— Task to complete —
Set down the line that contains "point_to annotates the orange" and every line after it to the end of the entries, exactly as they stand and nothing more.

[Saved entries]
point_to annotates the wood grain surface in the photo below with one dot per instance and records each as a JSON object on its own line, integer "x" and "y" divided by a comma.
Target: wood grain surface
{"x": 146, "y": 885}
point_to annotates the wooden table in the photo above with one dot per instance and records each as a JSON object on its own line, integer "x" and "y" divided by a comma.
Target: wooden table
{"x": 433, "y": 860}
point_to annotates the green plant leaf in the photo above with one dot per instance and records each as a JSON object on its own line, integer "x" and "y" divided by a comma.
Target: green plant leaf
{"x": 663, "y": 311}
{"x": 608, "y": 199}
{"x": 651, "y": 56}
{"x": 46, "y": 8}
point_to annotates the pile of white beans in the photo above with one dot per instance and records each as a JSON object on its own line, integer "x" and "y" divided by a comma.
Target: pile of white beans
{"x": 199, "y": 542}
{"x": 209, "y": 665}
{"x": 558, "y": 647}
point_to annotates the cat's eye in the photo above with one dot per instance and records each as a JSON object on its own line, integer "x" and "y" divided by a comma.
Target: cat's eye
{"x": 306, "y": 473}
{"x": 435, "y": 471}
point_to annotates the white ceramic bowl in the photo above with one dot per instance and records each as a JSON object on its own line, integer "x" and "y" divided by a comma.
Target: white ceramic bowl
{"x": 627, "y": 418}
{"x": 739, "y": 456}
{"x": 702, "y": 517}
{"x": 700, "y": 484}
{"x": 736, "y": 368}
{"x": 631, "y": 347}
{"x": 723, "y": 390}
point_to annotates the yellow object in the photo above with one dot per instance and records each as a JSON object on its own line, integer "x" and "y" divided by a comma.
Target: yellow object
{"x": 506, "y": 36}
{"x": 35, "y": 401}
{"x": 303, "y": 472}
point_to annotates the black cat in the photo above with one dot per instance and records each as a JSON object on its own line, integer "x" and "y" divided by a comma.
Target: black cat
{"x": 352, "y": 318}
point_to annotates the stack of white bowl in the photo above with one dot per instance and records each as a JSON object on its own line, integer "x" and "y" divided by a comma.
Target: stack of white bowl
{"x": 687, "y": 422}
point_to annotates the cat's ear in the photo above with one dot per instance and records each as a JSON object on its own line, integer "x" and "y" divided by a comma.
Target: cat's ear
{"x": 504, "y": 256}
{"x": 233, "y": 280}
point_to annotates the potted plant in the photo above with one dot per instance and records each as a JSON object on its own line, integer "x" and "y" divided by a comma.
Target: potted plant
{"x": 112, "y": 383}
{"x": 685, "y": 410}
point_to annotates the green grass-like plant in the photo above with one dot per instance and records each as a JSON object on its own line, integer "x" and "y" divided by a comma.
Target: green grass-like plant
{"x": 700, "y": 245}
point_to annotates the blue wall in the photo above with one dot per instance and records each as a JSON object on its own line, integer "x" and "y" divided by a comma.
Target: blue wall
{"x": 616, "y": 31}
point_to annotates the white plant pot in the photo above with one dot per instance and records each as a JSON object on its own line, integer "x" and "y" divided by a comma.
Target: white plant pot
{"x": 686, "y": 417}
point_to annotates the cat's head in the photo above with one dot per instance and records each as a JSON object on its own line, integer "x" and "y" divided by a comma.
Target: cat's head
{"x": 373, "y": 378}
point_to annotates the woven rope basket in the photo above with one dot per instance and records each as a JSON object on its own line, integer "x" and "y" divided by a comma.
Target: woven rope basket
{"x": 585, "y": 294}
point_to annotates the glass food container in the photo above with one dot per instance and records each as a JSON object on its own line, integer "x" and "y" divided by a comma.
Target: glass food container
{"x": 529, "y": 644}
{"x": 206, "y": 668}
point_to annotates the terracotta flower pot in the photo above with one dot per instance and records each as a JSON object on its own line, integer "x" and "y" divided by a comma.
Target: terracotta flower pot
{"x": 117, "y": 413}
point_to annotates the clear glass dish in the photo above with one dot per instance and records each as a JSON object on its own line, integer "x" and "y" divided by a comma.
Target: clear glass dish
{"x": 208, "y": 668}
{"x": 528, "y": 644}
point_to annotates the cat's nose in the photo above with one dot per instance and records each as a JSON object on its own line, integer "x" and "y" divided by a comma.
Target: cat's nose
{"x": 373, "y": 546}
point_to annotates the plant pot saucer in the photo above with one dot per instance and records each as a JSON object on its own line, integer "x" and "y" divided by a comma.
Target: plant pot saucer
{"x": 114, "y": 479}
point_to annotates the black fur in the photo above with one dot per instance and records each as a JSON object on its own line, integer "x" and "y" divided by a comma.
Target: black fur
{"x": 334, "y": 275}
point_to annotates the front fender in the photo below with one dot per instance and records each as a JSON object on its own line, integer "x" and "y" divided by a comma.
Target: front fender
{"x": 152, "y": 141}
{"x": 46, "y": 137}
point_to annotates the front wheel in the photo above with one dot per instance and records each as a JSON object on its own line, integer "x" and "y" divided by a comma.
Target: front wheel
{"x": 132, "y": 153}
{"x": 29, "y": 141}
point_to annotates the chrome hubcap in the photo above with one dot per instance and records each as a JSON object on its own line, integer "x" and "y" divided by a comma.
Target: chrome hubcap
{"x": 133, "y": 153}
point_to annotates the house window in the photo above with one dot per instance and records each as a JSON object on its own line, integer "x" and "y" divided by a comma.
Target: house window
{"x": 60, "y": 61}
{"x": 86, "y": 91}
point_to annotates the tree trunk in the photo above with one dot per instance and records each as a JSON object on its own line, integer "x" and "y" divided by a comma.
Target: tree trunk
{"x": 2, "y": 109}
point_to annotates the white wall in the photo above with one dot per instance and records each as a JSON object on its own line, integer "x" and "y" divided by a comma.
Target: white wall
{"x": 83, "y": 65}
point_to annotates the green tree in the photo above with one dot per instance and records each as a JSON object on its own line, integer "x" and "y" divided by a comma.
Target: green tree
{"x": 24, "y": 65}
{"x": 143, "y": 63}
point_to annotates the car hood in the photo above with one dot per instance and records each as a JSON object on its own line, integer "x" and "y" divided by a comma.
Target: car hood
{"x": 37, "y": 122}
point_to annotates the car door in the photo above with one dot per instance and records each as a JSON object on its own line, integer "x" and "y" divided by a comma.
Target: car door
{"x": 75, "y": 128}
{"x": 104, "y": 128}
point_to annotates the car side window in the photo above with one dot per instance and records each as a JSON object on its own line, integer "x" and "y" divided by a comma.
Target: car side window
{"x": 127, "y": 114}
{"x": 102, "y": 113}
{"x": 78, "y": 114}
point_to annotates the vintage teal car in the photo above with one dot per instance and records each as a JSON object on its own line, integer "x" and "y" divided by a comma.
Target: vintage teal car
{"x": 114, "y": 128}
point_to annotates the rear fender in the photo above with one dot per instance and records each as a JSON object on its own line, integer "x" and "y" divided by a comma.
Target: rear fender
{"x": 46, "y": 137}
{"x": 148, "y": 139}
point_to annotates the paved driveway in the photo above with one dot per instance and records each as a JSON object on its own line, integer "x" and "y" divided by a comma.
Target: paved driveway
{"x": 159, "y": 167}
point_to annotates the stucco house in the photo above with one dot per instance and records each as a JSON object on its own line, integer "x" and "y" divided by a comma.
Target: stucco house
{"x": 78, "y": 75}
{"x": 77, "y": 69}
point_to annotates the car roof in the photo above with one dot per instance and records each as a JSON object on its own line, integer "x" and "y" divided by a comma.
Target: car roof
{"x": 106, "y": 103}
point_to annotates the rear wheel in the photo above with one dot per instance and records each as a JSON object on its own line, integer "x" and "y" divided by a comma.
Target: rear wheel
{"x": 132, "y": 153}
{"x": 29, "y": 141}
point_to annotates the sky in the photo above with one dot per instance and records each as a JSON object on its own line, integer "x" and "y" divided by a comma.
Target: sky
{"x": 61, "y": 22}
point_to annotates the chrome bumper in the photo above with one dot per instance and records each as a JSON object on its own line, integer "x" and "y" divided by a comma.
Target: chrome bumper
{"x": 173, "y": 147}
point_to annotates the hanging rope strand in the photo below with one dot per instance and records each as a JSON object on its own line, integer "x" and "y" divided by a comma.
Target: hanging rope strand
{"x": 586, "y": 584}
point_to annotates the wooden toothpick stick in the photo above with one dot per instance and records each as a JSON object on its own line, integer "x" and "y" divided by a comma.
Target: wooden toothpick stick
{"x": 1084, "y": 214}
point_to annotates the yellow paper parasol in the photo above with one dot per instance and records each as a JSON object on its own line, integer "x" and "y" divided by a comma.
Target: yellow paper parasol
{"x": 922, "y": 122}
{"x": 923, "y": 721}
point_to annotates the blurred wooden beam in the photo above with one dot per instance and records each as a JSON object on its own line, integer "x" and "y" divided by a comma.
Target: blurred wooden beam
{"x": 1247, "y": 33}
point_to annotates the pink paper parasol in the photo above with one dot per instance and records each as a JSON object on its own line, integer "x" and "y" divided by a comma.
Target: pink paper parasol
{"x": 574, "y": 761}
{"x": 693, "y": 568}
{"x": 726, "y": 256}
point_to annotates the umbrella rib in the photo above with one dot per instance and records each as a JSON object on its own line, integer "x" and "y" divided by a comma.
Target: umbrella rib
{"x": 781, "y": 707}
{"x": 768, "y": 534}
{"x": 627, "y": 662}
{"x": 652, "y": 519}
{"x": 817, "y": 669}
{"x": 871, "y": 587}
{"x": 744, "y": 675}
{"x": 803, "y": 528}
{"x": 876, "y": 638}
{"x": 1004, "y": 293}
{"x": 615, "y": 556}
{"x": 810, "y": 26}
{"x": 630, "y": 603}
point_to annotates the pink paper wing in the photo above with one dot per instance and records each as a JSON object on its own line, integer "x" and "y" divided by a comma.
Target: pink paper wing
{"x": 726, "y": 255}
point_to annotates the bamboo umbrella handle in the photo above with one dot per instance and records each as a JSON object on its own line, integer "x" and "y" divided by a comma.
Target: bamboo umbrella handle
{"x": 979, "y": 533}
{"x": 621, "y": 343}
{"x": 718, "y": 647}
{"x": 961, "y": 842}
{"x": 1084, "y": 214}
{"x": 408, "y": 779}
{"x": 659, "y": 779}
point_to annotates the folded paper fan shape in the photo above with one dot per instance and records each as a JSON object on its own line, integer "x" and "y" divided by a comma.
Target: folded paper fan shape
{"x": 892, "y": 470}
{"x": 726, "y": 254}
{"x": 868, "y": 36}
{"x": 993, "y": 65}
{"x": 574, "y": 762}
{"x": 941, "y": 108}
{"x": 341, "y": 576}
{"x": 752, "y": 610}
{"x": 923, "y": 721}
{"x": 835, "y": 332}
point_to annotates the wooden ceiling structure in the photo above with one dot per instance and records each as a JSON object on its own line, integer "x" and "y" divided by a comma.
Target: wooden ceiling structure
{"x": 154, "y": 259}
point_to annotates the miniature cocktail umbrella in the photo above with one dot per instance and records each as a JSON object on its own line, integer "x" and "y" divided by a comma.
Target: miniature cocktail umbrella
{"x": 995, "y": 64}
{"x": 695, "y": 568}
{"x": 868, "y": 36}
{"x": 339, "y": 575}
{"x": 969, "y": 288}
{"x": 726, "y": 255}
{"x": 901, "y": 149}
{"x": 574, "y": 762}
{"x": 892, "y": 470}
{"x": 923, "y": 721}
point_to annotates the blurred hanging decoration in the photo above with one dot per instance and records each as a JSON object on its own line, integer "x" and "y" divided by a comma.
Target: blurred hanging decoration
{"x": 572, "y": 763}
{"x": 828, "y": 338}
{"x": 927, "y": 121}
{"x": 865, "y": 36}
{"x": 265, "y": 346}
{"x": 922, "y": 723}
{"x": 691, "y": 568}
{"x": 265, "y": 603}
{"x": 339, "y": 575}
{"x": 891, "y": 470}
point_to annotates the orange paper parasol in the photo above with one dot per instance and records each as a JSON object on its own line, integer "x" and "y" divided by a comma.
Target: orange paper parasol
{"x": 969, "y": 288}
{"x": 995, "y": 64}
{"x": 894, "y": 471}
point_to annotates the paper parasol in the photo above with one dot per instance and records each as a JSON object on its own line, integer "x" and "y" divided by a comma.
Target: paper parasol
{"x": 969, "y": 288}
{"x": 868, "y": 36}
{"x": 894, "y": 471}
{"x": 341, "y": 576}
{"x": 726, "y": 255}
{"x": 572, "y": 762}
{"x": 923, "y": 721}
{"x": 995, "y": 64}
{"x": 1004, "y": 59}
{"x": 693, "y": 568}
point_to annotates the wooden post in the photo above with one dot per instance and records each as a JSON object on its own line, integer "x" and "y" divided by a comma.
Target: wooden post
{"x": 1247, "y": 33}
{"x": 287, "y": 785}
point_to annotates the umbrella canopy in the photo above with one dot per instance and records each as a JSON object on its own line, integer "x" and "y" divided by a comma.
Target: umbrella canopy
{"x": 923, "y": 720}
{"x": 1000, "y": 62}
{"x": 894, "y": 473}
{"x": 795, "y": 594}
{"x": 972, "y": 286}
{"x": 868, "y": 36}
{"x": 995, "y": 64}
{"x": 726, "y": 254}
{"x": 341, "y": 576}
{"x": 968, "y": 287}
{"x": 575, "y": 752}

— Complete response —
point_to annotates the orange paper parasol in the photo above with one dot per instance and records each as a JSON object on its own line, integer "x" and "y" divided by a comma.
Target: orange paper parasol
{"x": 969, "y": 288}
{"x": 995, "y": 64}
{"x": 894, "y": 471}
point_to annotates the paper parasol in the photo above with one dot per instance and records each as a JSON object on its own line, integer "x" and "y" divided by a comma.
Target: paper parasol
{"x": 969, "y": 288}
{"x": 868, "y": 36}
{"x": 894, "y": 471}
{"x": 341, "y": 576}
{"x": 726, "y": 255}
{"x": 572, "y": 762}
{"x": 923, "y": 721}
{"x": 995, "y": 64}
{"x": 1004, "y": 59}
{"x": 693, "y": 568}
point_to annotates the wooden post in the photo above with one dot per instance and records each as a JSON object on its own line, integer "x" and "y" divided by a comma.
Target: wooden post
{"x": 1247, "y": 33}
{"x": 287, "y": 785}
point_to annotates the umbrella canopy in the photo above with one dot per instance and records each as a JSON object on its own line, integer "x" and "y" divided by a comma.
Target: umbrella canopy
{"x": 923, "y": 720}
{"x": 1000, "y": 62}
{"x": 894, "y": 473}
{"x": 795, "y": 594}
{"x": 972, "y": 286}
{"x": 868, "y": 36}
{"x": 995, "y": 64}
{"x": 726, "y": 254}
{"x": 341, "y": 576}
{"x": 968, "y": 287}
{"x": 575, "y": 752}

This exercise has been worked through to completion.